### WORK TO BE COMPLETED
Could you express the lines of the listing, from the one containing "point_to reports the position of each instance of the shrub" through the one containing "column 147, row 265", both included, as a JSON list of strings, one string per line, with blank lines left out?
++++++
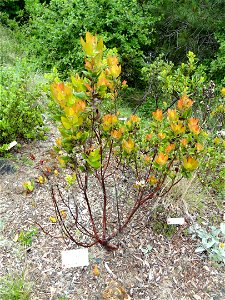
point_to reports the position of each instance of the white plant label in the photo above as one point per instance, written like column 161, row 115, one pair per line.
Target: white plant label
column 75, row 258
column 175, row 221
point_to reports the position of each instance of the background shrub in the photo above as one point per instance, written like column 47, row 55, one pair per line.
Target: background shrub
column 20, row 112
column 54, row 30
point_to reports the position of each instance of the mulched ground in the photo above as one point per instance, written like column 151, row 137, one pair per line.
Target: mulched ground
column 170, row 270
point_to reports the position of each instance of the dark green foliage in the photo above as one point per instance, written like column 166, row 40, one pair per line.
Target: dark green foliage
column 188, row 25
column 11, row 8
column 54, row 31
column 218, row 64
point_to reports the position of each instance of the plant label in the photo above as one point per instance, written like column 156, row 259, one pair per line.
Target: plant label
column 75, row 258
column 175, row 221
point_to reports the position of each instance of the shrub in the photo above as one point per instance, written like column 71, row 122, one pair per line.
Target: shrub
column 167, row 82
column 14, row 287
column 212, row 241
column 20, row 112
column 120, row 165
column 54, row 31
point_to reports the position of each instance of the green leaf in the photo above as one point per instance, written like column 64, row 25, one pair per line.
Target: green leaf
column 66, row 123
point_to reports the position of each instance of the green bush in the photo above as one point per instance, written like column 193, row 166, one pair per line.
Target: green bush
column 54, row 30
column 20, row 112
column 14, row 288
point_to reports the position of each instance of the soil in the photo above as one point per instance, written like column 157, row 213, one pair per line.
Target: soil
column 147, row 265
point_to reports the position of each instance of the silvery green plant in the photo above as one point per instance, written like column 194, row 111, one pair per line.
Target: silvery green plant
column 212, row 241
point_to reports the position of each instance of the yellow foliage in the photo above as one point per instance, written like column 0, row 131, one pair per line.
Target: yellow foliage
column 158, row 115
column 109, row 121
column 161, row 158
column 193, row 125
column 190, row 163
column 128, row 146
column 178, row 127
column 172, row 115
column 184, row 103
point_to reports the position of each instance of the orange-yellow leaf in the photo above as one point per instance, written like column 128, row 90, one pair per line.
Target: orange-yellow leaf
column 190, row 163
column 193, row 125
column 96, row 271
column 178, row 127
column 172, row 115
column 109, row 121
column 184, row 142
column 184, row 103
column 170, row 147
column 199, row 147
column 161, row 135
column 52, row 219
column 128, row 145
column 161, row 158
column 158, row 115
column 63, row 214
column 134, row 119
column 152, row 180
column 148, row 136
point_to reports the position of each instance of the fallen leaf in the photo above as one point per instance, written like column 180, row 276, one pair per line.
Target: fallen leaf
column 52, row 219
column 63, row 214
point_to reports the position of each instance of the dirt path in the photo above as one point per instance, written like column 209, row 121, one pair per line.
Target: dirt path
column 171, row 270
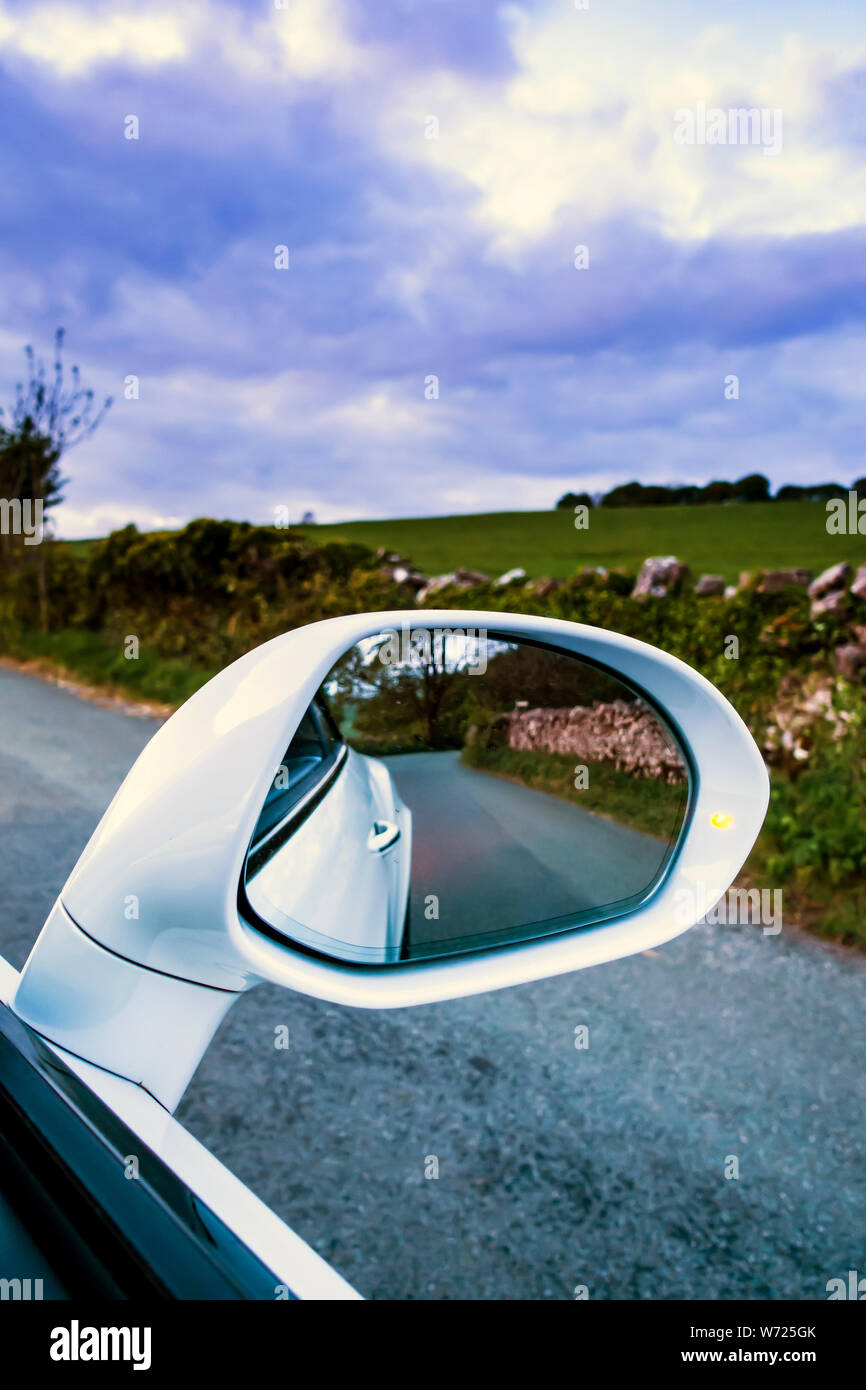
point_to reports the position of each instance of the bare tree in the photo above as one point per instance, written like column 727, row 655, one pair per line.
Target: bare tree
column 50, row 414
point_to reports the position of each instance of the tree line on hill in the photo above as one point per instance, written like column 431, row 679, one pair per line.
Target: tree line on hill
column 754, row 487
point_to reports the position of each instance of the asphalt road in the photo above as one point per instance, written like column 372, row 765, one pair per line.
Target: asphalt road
++++++
### SOLUTION TO THIS EXERCISE
[
  "point_to reports the position of each instance of the shrub in the photo above as one point per instance, written like column 71, row 122, one pair per line.",
  "Target: shrub",
  "column 167, row 82",
  "column 14, row 287",
  "column 212, row 241",
  "column 20, row 112",
  "column 120, row 165",
  "column 54, row 31",
  "point_to reports the position of each instance of the green leaf in the photo above as one point per instance, written like column 64, row 25, one pair per line.",
  "Target: green leaf",
  "column 66, row 123",
  "point_to reports the position of each instance of the green bush in the photo above as one point per instance, written like column 193, row 166, one pair per line.",
  "Target: green bush",
  "column 54, row 30",
  "column 20, row 112",
  "column 14, row 288",
  "point_to reports the position of each instance of the soil in the photo above as one point per instance, written like column 157, row 213, one pair per line.",
  "Target: soil",
  "column 147, row 265"
]